-- start Available data --
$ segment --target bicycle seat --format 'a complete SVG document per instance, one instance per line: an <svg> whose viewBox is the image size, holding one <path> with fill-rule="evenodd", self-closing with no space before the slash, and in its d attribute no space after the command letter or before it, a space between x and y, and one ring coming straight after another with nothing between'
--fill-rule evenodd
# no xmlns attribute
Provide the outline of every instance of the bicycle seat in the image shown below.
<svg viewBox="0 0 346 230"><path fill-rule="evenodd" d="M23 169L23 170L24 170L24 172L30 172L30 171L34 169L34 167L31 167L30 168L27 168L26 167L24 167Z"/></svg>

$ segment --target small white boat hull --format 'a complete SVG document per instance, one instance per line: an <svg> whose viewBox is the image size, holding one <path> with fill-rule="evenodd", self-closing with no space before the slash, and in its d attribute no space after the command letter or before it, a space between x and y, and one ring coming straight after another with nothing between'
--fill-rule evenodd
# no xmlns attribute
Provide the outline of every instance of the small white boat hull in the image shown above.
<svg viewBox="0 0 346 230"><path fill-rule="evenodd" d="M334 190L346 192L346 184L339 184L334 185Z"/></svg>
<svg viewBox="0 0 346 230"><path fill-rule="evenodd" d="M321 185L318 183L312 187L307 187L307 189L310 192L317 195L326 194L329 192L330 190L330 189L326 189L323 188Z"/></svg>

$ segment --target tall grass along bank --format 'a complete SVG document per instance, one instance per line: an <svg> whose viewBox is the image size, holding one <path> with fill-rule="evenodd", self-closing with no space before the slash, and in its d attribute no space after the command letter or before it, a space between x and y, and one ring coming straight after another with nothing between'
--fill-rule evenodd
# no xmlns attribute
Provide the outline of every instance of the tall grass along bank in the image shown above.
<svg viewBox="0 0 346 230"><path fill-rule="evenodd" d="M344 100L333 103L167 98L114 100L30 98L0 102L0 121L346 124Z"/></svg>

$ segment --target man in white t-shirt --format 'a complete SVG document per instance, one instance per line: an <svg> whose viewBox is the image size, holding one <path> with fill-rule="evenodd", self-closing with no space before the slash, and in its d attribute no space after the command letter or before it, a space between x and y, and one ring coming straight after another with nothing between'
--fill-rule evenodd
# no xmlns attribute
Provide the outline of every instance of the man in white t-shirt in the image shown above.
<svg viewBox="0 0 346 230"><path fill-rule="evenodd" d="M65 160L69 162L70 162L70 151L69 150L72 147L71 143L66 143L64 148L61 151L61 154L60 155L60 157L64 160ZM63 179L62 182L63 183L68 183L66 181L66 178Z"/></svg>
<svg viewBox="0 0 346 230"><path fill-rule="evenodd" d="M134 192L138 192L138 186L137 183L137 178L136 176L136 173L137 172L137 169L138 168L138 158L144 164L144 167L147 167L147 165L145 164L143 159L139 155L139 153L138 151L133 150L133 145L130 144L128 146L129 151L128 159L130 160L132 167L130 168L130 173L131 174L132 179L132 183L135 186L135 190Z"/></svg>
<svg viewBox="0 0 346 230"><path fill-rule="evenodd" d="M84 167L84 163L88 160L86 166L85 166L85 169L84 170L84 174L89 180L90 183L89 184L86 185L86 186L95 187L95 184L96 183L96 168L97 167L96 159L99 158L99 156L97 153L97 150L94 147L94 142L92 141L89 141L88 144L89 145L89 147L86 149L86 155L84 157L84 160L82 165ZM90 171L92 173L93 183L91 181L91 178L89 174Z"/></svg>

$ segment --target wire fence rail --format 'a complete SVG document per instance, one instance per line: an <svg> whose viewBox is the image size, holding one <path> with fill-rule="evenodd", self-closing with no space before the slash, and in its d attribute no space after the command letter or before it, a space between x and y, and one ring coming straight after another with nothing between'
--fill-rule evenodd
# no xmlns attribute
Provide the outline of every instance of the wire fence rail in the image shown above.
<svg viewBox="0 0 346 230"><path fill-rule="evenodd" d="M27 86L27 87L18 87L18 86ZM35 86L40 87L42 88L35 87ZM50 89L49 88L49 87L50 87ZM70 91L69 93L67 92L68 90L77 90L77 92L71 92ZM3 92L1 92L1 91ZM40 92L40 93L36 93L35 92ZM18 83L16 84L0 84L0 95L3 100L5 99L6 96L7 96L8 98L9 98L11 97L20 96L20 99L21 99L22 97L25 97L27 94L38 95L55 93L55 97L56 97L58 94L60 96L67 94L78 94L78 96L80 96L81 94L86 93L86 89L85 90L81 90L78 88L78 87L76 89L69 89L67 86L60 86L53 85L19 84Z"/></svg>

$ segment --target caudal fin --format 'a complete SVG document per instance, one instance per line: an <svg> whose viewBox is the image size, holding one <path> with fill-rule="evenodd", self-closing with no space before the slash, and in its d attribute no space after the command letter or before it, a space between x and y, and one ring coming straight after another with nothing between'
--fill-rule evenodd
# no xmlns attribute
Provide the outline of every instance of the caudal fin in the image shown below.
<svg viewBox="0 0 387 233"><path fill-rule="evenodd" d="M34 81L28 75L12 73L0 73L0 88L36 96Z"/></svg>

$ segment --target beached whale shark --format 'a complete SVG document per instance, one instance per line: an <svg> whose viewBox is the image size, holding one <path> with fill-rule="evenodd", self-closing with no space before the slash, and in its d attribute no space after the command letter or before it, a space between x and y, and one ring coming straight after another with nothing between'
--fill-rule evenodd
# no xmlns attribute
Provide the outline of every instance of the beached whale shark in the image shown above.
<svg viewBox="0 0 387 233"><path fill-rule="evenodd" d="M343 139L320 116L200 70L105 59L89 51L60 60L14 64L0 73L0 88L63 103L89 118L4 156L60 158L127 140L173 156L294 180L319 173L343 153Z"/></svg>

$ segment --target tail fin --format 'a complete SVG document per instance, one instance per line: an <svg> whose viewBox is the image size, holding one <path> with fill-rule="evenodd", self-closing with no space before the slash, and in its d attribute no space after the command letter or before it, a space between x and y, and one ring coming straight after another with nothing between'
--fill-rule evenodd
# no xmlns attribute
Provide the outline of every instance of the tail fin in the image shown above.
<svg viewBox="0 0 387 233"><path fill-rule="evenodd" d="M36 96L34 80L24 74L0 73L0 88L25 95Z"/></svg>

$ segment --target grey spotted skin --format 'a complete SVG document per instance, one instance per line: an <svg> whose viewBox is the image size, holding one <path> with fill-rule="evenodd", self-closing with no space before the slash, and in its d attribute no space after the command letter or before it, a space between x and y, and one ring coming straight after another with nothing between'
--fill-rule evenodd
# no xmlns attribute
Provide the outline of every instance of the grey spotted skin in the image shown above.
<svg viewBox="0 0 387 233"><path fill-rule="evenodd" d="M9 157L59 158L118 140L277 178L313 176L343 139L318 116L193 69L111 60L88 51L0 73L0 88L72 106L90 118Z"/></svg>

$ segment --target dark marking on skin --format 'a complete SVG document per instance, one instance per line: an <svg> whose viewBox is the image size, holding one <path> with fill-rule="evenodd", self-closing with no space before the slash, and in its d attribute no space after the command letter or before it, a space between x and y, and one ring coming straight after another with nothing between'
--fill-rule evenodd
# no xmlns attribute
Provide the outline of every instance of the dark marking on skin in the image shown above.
-- end Available data --
Set problem: Give again, without any change, the rows from the line that contains "segment --target dark" through the end of the rows, including both ends.

Response to this exercise:
$ segment --target dark marking on skin --format 'a complete SVG document per instance, one instance per line: an <svg> whose viewBox is the image size, holding one <path> with fill-rule="evenodd", self-closing with no space before the slash, and in its d attribute no space after the command letter or before it, a space between x and y, and one ring coming straight after another with nothing between'
--fill-rule evenodd
# no xmlns attribute
Provide the outline of every instance of the dark marking on skin in the image shown above.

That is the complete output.